■ **Document segment**:
To illustrate this point with a bit more detail, imagine a cinnamon roll. As an enjoyable mid-morning coffee date snack, this five-bites-sized pastry may be delicately glazed with a simple powdered sugar and milk concoction and savored with a cup of coffee or tea in a choice café or breakfast joint, seated alone, with one or two others, or an entire group of friends. Depending on your experience or particular gustatory preferences, this image may be something close to foreign. Instead, that cinnamon roll may fill the majority of a 10-inch plate, balance half a batch of cream cheese frosting on its top, and be quickly devoured piece by piece, its conqueror not forgetting an extra pat of butter for each forkful, sinking further into a favorite recliner watching the final minutes of a late-night infomercial. Perhaps neither image perfectly characterizes your experience with food. Although, I will ashamedly admit to a lack of willpower and high level of ambivalence in matters of healthy self-control that makes both these situations all too close to reality.

Aside from matters of personal health, our food habits and choices raise even greater issues of morality. Although humans are physiologically omnivorous, is the killing of animals justified? Regardless of the issues of veganism and vegetarianism, we can further question the means of obtaining and preparing any food we eat, meatless or moo-ing. As I walk into a favorite restaurant, am I supporting unsustainable, environmentally harmful farming and food production, an unnecessary expenditure of natural resources needed for transportation, unfair trade, and/or unjustly low wages for those persons involved in this massive assembly line of menu options? A prime example of this mistakenly hipster philosophy is coffee. Even in Java 101, the coffee is advertised as 100% organic and fair trade. Instead of dismissing these statements as fad-conforming practices, every coffee drinker in the Campus Center basement can support policies of social justice and environmental sustainability. Yet, these choices should not be limited to the dictates of convenience and others' decisions. Each bite of breakfast in the morning has become a highly personal as well as socially, politically, economically, and morally weighted choice.

[Excerpts of pointing data]
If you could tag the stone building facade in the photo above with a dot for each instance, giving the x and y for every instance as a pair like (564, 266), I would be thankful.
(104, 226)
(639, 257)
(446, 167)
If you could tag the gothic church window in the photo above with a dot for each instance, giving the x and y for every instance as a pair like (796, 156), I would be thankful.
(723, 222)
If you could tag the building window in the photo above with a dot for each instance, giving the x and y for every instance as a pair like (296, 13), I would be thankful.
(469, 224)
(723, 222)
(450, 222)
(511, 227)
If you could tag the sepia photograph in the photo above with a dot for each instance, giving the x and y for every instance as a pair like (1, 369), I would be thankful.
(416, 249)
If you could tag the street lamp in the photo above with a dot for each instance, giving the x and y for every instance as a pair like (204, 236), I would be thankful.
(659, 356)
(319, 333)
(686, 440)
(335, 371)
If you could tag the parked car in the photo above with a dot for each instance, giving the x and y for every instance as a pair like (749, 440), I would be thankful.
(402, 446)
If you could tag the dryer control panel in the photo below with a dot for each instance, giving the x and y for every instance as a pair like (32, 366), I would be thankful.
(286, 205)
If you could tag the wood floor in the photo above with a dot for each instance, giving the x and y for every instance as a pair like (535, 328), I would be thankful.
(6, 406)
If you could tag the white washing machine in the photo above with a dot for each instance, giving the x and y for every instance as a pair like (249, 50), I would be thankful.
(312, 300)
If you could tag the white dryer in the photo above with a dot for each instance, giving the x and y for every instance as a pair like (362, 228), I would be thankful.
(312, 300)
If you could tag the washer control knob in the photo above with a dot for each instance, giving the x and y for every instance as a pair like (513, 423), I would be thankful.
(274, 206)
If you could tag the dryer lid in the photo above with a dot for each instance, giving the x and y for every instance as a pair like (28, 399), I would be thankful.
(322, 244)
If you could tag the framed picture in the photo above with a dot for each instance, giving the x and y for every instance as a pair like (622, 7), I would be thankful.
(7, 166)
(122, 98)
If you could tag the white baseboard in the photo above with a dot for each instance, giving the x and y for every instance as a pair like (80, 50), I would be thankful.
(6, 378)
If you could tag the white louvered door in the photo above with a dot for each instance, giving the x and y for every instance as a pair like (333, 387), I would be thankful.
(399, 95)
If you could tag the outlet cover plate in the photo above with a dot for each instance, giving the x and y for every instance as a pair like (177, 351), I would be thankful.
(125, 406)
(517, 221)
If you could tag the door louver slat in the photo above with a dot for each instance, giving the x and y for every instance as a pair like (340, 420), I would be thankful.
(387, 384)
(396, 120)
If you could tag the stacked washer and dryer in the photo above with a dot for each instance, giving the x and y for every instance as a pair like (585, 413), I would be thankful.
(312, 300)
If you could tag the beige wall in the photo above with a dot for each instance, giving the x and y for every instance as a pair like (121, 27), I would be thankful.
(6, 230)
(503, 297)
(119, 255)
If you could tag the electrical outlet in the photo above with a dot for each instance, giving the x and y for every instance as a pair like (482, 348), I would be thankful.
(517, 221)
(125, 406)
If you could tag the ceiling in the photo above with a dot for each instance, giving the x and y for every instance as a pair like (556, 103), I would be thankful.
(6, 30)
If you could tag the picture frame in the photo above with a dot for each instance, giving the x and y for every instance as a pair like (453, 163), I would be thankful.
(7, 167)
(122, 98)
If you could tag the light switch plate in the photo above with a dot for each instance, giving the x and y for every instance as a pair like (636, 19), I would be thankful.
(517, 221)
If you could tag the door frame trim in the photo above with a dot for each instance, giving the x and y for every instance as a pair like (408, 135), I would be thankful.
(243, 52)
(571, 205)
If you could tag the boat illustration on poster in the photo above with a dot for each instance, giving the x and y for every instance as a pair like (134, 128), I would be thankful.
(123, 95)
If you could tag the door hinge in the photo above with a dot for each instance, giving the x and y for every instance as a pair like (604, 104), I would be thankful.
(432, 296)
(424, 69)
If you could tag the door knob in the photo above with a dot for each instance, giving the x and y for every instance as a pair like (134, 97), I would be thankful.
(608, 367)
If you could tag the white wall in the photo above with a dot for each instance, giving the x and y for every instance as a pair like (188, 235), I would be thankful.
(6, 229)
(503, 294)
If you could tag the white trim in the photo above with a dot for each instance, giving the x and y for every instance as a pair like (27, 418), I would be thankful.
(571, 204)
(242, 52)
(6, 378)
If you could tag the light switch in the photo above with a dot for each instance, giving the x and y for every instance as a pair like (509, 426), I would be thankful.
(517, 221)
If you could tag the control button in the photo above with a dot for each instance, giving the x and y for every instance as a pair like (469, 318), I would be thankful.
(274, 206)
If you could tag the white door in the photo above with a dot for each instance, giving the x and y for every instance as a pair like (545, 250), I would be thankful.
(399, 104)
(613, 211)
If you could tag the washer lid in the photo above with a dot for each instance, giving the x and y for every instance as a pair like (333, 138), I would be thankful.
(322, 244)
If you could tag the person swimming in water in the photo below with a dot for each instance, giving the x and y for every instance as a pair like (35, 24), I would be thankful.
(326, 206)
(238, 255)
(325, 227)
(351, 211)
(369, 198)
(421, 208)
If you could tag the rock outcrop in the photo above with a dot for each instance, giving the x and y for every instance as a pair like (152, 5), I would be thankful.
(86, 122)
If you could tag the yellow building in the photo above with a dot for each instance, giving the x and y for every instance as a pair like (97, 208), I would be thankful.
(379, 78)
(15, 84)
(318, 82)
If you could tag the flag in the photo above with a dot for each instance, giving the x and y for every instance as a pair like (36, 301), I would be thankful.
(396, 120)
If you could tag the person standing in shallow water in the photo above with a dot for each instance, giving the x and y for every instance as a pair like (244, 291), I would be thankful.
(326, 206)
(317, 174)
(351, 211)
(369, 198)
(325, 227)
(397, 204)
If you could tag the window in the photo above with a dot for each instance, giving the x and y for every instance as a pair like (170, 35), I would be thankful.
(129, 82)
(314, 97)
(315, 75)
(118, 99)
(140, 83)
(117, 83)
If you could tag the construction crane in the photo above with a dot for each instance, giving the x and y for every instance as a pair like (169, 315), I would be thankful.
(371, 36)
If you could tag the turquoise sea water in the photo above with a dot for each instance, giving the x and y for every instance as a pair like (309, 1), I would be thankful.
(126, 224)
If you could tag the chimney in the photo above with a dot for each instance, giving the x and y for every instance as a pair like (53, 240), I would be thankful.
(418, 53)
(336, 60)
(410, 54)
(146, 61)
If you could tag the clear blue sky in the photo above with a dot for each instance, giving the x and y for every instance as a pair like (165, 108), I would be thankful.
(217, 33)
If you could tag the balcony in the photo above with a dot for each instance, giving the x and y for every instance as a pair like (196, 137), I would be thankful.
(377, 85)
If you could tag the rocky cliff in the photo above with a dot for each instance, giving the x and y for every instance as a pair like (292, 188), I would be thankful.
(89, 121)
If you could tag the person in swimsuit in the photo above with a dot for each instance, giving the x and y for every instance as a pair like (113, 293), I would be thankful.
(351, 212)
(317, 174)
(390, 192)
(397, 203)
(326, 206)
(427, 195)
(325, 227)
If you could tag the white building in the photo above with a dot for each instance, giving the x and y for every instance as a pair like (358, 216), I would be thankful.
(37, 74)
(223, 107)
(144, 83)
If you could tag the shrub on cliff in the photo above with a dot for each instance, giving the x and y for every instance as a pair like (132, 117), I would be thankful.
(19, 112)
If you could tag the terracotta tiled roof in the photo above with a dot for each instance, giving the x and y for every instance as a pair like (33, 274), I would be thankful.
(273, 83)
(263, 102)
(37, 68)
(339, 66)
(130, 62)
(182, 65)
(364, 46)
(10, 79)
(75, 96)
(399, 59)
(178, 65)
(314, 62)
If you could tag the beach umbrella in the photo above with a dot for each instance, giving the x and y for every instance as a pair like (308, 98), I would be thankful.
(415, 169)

■ **Requests**:
a. According to the essay on food choices, how is the coffee in Java 101 advertised?
b. Continue the essay on food choices and morality, picking up after its final sentence.

■ **Task-by-task outputs**:
a. As 100% organic and fair trade.

b.
As a food column becomes a more permanent fixture in the Star, the amusement and utility of recipe sharing, restaurant reviews, and other mouthwatering musings should not be read without a critical eye. With a growing understanding of the role of food in daily life, culture, and the health of our planet, perhaps less food will end on the dish room conveyor belt, vegetarians and vegans will not be dismissed as misguided tree-huggers or anachronistic hippies, and a recipe for "bananas foster" will appear objectively ridiculous in a February issue of the newspaper.